Source text:
========

A graph is said to be directed if all the edges present between two nodes or vertices have a defined direction. A directed graph is also known as a digraph. We can determine the starting and ending node by looking at a directed graph. Remember, all the edges in a directed graph must be directed to be called a directed graph.

7. Non-Directed Graph

A graph is said to be a non-directed graph if it is hard to identify the starting and ending node by looking at its edges. Just like a directed graph, the edges have to be non-directed for it to be called a non-directed graph. 

8. Connected Graph

A connected graph is a graph where at least one path exists between all nodes. In simpler terms, if you start from a node in a connected graph, you should be able to visit every node present in the graph. Hence, there should be at least one path for every node. 

9. Disconnected Graph

In this type of graph, no edge exists between a pair of nodes or vertices. Thus, unlike connected graphs, reaching all the nodes from just any vertice is not possible.  If any pair of vertices do not have a path between them, it is called a disconnected graph.

10. Complete Graph

A graph is only considered complete when an edge exists between every node, meaning an edge will connect all the vertices in the graph. A complete graph on n vertices is denoted as Kn, and the number of edges in the graph is nC2.

11. Cyclic Graph

A graph should have at least one cyclic component to be considered a cyclic graph. On the contrary, if the graph does not contain any cycle, it is considered an acyclic graph.

12. Regular Graph

In a regular graph, all the vertices should have the same degree. The degree of a node can be defined as the number of nodes connected with it. Thus, in a regular graph, all the nodes should be connected to the same number of nodes.

========

(Segmentation data)

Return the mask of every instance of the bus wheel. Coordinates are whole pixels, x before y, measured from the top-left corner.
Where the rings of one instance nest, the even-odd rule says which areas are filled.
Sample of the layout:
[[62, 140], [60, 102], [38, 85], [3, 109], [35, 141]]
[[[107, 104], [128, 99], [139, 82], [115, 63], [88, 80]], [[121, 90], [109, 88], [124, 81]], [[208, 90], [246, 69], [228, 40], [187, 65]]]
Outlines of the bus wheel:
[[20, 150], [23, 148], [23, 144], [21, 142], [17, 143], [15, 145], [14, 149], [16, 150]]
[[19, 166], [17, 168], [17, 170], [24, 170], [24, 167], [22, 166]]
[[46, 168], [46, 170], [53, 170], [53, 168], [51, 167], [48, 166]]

========

Required work:
1. From the passage on graph types, copy everything from "10. Complete Graph" down to "number of nodes.".
2. List the graph types that appear as numbered headings in the passage on graph types.

Response list:
1.
10. Complete Graph

A graph is only considered complete when an edge exists between every node, meaning an edge will connect all the vertices in the graph. A complete graph on n vertices is denoted as Kn, and the number of edges in the graph is nC2.

11. Cyclic Graph

A graph should have at least one cyclic component to be considered a cyclic graph. On the contrary, if the graph does not contain any cycle, it is considered an acyclic graph.

12. Regular Graph

In a regular graph, all the vertices should have the same degree. The degree of a node can be defined as the number of nodes connected with it. Thus, in a regular graph, all the nodes should be connected to the same number of nodes.

2.
Non-Directed Graph
Connected Graph
Disconnected Graph
Complete Graph
Cyclic Graph
Regular Graph